• [The problem] Copy word for word, and only, the lines below from the one with "Each instance of the gray" through the last.

• [Data in this exercise]

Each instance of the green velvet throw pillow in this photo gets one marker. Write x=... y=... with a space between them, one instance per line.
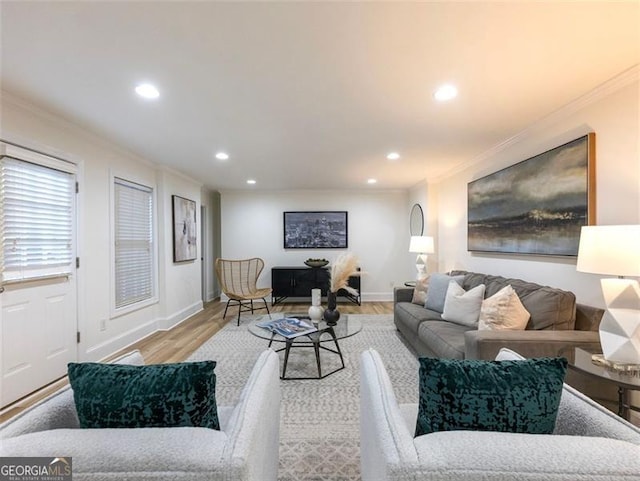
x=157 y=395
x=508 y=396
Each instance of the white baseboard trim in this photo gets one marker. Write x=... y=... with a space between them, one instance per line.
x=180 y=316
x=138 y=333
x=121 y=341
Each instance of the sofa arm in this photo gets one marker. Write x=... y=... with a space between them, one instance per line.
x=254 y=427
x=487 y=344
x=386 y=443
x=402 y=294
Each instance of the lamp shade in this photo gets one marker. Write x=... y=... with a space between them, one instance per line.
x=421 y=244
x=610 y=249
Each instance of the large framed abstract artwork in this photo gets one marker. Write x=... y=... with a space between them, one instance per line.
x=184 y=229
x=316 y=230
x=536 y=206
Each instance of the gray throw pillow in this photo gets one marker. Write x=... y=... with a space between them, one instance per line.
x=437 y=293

• [Task output]
Each instance of the gray throw pillow in this photo gets one marker. Write x=... y=... with a space between them, one instance per line.
x=437 y=293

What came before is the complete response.